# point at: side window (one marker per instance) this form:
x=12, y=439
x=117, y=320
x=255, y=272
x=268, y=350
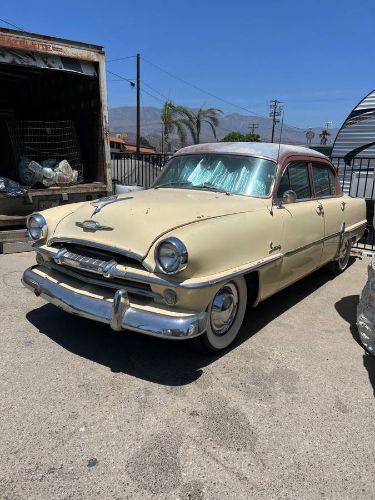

----

> _WHAT YOU SHOULD DO_
Can you rewrite the entries with "side window" changed to "rear window" and everything else left the same, omitting the pictures?

> _TASK OUTPUT_
# point at: rear window (one marker per instance) this form:
x=12, y=439
x=117, y=320
x=255, y=272
x=268, y=350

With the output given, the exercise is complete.